• _TASK TO CARRY OUT_: Which of the lines below holds the string "canal"? Copy every line that does.

Content starts

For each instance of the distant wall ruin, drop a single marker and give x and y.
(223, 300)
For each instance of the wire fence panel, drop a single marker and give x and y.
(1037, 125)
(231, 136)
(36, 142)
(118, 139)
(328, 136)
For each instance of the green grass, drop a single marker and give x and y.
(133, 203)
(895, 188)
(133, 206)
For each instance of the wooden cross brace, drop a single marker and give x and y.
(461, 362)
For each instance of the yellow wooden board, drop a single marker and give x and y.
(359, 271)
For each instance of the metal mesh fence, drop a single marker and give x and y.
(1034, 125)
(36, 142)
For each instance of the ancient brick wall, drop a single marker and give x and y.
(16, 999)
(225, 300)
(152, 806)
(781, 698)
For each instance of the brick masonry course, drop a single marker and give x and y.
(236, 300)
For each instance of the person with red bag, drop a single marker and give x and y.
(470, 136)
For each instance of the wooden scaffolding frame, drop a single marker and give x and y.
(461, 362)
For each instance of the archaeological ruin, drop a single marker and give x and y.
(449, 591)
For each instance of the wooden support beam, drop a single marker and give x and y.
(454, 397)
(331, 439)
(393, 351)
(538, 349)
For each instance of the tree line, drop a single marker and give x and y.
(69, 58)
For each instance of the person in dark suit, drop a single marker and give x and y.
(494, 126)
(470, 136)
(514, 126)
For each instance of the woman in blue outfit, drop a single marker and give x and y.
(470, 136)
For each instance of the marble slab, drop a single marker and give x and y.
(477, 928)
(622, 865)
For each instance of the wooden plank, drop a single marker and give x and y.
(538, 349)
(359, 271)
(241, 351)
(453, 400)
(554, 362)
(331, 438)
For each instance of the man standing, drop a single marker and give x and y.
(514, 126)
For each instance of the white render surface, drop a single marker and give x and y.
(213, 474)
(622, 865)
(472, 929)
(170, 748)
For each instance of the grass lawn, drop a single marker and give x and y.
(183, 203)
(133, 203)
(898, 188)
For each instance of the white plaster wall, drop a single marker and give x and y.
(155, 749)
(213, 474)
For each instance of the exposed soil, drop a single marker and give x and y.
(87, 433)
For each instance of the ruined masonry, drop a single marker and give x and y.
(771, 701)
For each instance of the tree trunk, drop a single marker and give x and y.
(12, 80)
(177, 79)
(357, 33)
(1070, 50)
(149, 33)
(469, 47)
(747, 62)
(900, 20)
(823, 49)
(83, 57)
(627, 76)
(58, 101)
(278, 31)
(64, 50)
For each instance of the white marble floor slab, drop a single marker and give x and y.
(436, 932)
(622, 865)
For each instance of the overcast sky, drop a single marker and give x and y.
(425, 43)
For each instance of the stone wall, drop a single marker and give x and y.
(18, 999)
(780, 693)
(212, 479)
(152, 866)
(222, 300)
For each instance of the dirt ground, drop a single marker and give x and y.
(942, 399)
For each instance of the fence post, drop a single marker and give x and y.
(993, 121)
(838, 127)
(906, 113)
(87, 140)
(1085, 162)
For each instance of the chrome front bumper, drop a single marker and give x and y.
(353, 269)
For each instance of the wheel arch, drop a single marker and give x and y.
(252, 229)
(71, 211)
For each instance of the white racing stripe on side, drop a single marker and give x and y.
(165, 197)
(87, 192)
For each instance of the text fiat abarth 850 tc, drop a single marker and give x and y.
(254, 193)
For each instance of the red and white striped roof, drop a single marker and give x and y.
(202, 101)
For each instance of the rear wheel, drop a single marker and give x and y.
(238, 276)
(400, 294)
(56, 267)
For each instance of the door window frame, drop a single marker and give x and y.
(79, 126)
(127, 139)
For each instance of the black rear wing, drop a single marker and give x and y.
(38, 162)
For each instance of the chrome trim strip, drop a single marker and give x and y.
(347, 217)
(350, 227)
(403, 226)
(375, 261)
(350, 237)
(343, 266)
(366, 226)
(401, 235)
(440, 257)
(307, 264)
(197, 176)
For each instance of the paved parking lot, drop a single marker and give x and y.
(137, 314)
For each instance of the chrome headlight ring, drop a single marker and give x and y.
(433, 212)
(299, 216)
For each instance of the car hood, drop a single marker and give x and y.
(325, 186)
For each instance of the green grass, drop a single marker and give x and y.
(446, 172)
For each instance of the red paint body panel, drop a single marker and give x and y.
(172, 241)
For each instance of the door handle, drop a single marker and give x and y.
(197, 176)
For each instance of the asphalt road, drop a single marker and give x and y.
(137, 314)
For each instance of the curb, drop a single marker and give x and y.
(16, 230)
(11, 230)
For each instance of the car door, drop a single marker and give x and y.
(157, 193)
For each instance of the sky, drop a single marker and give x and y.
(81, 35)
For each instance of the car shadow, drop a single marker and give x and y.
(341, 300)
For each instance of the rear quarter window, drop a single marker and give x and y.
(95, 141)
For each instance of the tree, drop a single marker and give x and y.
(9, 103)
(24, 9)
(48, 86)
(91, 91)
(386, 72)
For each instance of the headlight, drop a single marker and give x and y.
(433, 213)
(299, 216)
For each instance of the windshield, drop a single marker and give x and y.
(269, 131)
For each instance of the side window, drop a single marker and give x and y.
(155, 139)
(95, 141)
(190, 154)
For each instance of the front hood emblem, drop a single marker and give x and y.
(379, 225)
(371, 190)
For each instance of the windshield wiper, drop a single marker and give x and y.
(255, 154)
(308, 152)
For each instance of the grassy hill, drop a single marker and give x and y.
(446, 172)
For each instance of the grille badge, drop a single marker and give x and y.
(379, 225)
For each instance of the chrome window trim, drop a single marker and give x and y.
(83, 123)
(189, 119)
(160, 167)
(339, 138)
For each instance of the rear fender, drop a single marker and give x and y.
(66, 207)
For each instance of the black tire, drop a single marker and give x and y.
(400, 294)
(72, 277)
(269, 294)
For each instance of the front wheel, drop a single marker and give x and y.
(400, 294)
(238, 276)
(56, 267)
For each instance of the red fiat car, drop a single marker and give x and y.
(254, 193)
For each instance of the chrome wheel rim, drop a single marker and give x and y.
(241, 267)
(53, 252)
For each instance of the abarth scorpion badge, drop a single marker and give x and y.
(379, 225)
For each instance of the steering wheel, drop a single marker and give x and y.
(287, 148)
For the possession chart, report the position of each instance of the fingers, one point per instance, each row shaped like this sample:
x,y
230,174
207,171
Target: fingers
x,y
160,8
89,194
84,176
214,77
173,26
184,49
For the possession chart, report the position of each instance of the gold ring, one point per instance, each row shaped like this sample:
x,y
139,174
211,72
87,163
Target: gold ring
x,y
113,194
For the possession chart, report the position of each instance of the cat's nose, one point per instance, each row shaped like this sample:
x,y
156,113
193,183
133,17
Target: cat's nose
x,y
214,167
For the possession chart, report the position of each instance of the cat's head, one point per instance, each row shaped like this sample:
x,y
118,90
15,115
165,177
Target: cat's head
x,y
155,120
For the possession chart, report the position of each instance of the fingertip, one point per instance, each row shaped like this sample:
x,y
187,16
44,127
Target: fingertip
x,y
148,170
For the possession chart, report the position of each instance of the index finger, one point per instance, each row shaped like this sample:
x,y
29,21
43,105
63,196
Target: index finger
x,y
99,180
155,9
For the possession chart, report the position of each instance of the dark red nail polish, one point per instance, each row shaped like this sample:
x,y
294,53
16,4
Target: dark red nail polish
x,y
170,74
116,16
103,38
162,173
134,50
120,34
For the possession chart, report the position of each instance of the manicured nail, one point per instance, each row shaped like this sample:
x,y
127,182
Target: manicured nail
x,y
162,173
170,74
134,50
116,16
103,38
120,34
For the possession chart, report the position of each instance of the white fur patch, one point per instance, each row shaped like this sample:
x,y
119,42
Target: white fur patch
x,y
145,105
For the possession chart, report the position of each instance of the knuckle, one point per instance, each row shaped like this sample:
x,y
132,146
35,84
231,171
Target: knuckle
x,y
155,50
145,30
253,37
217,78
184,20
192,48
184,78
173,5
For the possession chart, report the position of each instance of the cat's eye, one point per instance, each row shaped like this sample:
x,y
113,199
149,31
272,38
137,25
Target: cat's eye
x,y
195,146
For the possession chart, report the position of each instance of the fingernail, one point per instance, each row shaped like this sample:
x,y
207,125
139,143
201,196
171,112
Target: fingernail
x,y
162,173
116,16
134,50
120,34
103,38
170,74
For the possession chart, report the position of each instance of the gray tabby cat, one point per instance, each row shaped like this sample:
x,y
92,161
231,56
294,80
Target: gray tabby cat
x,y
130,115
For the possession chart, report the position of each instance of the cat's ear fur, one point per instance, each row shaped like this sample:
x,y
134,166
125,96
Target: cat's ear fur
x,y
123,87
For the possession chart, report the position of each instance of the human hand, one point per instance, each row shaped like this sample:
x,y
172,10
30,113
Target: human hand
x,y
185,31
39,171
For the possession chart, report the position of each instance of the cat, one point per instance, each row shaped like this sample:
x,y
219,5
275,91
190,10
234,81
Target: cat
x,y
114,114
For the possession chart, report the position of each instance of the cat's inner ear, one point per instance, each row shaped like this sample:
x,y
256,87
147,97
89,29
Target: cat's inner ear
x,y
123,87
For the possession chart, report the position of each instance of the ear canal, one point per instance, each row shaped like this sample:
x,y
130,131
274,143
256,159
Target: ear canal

Content ends

• _ANSWER FOR THE TASK_:
For the possession chart, report the position of each instance of the ear canal, one point per instance, each row shaped like this sample:
Target: ear canal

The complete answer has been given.